(Texto extraído):
────

Ao fazer alusão aos "índios", Einstein "está se referindo a um
dos grupos étnicos da população que encontrou na América do Sul", mas
acaba fazendo uma generalização.
No
caso de "espanhóis", o autor acredita que o físico se referia a
pessoas que falavam espanhol.
"Para
ele, provavelmente da sua perspectiva centro-europeia, não era uma distinção
importante o suficiente."
Embora
tenha considerado sua população "delicada" e "elegante", o
ganhador do Prêmio Nobel não gostou de Buenos Aires.
Em
carta a Elsa e Margot, ele descreveu a capital argentina como "uma cidade
estéril do ponto de vista do romantismo e da intelectualidade".
"Ele
vê Buenos Aires como uma versão sulista de Nova York, mais materialista e mais
focada no que ele considera ser a aparência externa", explica o
especialista.

────

(Informações fornecidas):

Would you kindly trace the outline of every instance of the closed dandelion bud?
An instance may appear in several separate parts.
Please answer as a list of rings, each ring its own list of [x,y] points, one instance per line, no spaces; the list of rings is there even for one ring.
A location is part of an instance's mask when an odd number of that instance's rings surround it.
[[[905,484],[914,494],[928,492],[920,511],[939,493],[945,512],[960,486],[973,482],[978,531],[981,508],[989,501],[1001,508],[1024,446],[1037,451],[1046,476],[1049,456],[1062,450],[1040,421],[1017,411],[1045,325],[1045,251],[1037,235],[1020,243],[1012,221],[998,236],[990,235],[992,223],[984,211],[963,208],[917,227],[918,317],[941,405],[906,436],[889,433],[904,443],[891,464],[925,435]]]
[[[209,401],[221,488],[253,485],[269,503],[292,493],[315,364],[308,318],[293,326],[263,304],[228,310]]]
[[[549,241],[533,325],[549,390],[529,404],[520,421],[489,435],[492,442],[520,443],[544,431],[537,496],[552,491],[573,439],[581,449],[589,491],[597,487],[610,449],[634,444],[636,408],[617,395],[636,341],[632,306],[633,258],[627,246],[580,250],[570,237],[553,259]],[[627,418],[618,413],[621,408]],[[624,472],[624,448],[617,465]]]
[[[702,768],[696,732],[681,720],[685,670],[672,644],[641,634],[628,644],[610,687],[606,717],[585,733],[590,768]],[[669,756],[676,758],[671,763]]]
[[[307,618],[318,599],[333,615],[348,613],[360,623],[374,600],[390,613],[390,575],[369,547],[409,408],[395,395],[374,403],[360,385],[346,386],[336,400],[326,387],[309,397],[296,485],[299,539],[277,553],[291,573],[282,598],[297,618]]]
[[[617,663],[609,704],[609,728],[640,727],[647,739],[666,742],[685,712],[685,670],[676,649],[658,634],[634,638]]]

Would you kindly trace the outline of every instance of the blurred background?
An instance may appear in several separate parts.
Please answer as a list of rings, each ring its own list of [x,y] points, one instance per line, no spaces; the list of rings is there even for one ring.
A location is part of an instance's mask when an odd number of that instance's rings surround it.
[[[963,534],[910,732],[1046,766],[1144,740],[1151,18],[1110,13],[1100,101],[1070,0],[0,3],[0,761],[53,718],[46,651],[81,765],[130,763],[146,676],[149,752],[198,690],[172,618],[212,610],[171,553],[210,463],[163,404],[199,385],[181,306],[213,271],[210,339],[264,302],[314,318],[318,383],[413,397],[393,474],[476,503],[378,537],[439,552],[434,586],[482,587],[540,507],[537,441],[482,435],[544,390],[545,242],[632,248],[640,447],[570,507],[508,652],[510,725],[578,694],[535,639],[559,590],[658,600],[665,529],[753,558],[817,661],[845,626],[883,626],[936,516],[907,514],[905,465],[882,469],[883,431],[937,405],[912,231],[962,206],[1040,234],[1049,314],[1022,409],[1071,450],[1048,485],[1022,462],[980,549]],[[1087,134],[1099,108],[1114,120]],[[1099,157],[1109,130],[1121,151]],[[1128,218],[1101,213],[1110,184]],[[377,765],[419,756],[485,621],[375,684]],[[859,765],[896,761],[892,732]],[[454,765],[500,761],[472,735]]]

────

(Perguntas):
a) Liste todos os nomes de lugares geográficos que aparecem no trecho sobre Einstein.
b) Transcreva o trecho sobre Einstein começando em "Ao fazer alusão" e seguindo até "fazendo uma generalização.".
A listagem não tem nenhuma relação com o trecho sobre Einstein.

(Soluções das tarefas):
a) América do Sul, Buenos Aires, Nova York

b)
Ao fazer alusão aos "índios", Einstein "está se referindo a um
dos grupos étnicos da população que encontrou na América do Sul", mas
acaba fazendo uma generalização.